Reading passage
· · ·

Serrate accessory claw setae. Although serrate setae are most strongly developed in the araneoid spiders ( Griswold et al., 2005), similar setae are also present in some stiphidiid spiders. Three to four of these “toothed” setae are placed at each side of the inferior tarsal claw in Jamberoo johnnoblei n.sp. ( Fig. 3j View Fig ) and Borrala dorrigo (fig. 2c,d in Gray & Smith, 2004). In these genera the “teeth” are in a single row but this may be doubled basally. Serrate setae are also present in Stiphidion facetum but the “teeth” are in a long double row ( Fig. 3k View Fig ). Griswold et al. (2005) score these setae as absent in Pillara and Stiphidion .

· · ·

Extracted material
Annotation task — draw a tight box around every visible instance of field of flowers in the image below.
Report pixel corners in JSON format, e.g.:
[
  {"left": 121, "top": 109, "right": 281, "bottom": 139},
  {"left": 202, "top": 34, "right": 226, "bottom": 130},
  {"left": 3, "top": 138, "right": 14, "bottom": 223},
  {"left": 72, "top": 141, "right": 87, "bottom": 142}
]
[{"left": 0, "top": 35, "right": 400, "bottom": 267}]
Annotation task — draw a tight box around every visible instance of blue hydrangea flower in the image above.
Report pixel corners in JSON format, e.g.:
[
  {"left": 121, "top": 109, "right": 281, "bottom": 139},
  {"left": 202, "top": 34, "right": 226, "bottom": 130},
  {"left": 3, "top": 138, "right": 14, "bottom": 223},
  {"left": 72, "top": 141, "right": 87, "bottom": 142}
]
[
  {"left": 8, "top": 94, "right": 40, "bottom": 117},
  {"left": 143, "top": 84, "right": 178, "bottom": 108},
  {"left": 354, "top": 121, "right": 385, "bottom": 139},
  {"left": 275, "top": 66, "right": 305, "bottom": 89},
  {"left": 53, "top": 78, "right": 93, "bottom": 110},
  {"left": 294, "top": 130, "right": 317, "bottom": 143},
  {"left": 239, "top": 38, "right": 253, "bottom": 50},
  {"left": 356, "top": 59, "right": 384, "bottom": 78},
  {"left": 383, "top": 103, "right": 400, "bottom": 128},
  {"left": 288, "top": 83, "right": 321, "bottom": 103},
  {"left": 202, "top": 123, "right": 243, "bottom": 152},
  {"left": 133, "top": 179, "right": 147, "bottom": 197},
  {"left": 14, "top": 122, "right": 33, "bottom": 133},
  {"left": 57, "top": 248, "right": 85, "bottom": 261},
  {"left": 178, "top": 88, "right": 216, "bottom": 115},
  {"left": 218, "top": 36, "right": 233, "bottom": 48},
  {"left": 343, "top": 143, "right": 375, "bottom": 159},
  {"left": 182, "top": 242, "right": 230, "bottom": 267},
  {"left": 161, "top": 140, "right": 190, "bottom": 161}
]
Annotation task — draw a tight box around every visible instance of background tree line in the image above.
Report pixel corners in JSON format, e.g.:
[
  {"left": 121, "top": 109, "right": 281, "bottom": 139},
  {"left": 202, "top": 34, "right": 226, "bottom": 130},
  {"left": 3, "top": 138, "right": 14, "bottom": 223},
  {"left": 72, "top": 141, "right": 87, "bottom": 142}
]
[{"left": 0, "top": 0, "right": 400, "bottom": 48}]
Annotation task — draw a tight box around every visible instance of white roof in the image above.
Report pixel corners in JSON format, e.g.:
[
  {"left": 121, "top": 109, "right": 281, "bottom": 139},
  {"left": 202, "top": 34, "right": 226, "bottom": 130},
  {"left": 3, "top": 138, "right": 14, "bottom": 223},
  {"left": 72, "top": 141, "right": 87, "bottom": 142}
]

· · ·

Work request
Can you copy out the entire passage on serrate accessory claw setae word for word?

Solved problem
Serrate accessory claw setae. Although serrate setae are most strongly developed in the araneoid spiders ( Griswold et al., 2005), similar setae are also present in some stiphidiid spiders. Three to four of these “toothed” setae are placed at each side of the inferior tarsal claw in Jamberoo johnnoblei n.sp. ( Fig. 3j View Fig ) and Borrala dorrigo (fig. 2c,d in Gray & Smith, 2004). In these genera the “teeth” are in a single row but this may be doubled basally. Serrate setae are also present in Stiphidion facetum but the “teeth” are in a long double row ( Fig. 3k View Fig ). Griswold et al. (2005) score these setae as absent in Pillara and Stiphidion .